### CONSIGNE
Retranscrivez fidèlement, dans l'extrait sur la faillite de la Banque de Lyon et de la Loire, tout ce qui va de « quelles le ministère » jusqu'à « prévention nouvelle, etc. » inclus.

***** EXTRAIT CITÉ

Jurisprudence. - A la suite de la faillite de la société anonyme de la Banque de Lyon et de la Loire, des poursuites correctionnelles ont été engagées contre les directeurs, sous-directeurs et membres du Conseil d'administration de cette société, devant le tribunal correctionnel de Lyon. Le ministère public avait relevé à l'égard des inculpés plusieurs chefs de prévention. Emission d'actions d'une société constituée contrairement aux prescriptions de l'article 1 de la loi du 24 juillet 1867, négociation d'actions pour lesquelles le versement du quart n'avait pas été effectué; simulation de souscriptions et de versements, distribution de dividendes fictifs; hausse des actions par des voies et moyens illicites. La plupart des prévenus furent condamnés par le tribunal de 1 instance, puis par la Cour d'appel. On trouvera ces deux décisions judiciaires au Sirey, 1886. 2. 245. L'arrêt de la Cour de Lyon a été ensuite, sur le pourvoi de plusieurs des prévenus, cassé pour vice de forme, et l'affaire a été renvoyée devant la Cour de Grenoble. Devant cette Cour, le ministère public releva pour la première fois le délit d'escroquerie, comme résultant de l'ensemble des faits retenus contre les prévenus. La Cour rendit une décision intéressante dans laquelle nous relevons les considérants suivants :

<< La Cour: Attendu que les manoeuvres frauduleuses, sur les

quelles le ministère public entend baser la prévention d'escroquerie n'étaient point celles que visaient, surtout en ce qui concernait les faits relatifs à l'agiotage, et l'ordonnance de renvoi et les citations ; que les unes, ces dernières, avaient pour objectif, la hausse ou la baisse, tandis que les autres tendraient à persuader un pouvoir imaginaire ; et à faire croire à un succès chimérique, pour arriver à escroquer la fortune d'autrui : qu'elles ont donc un caractère absolument différent, touchant à un ordre de questions absolument distinct, avec des conséquences particulières et des responsabilités spéciales; qu'il faut certainement. ajouter aux manoeuvres primitives et visées, pour les rendre applicables aux dispositions de l'article 405 du Code pénal; qu'il s'ensuit que les réquisitions du ministère public tendent à une prévention nouvelle, etc.

«Que dès lors et sans qu'il y ait lieu d'examiner le point de savoir si, en retenant contre les prévenus, un délit plus grave que celui pour lequel ils étaient poursuivis et condamnés, ce ne serait pas aggraver leur situation, et faire que la cassation qui a été prononcée dans leur intérêt, leur nuise, on doit reconnaître que la prévention d'escroquerie, relevée aujourd'hui par le ministère public, n'est pas recevable. »

La Cour relaxait ensuite les prévenus du chef d'agiotage, pour le motif que les actions des sociétés, effets privés, ne sauraient être, au sens de l'article 419, considérés comme des denrées ou marchandises, papiers ou effets publics, et retenait, comme caractérisées, la distribution des dividendes fictifs, l'émission de la négociation d'actions d'une société constituée irrégulièrement.

**********
***** DONNÉES PRÉSENTÉES

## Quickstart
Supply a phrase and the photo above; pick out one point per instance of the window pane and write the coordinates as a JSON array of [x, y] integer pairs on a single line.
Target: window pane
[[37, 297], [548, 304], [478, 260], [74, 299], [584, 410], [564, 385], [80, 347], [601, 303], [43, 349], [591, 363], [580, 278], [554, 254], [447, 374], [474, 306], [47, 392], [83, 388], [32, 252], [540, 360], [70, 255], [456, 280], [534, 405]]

**********

### CORRIGÉ
quelles le ministère public entend baser la prévention d'escroquerie n'étaient point celles que visaient, surtout en ce qui concernait les faits relatifs à l'agiotage, et l'ordonnance de renvoi et les citations ; que les unes, ces dernières, avaient pour objectif, la hausse ou la baisse, tandis que les autres tendraient à persuader un pouvoir imaginaire ; et à faire croire à un succès chimérique, pour arriver à escroquer la fortune d'autrui : qu'elles ont donc un caractère absolument différent, touchant à un ordre de questions absolument distinct, avec des conséquences particulières et des responsabilités spéciales; qu'il faut certainement. ajouter aux manoeuvres primitives et visées, pour les rendre applicables aux dispositions de l'article 405 du Code pénal; qu'il s'ensuit que les réquisitions du ministère public tendent à une prévention nouvelle, etc.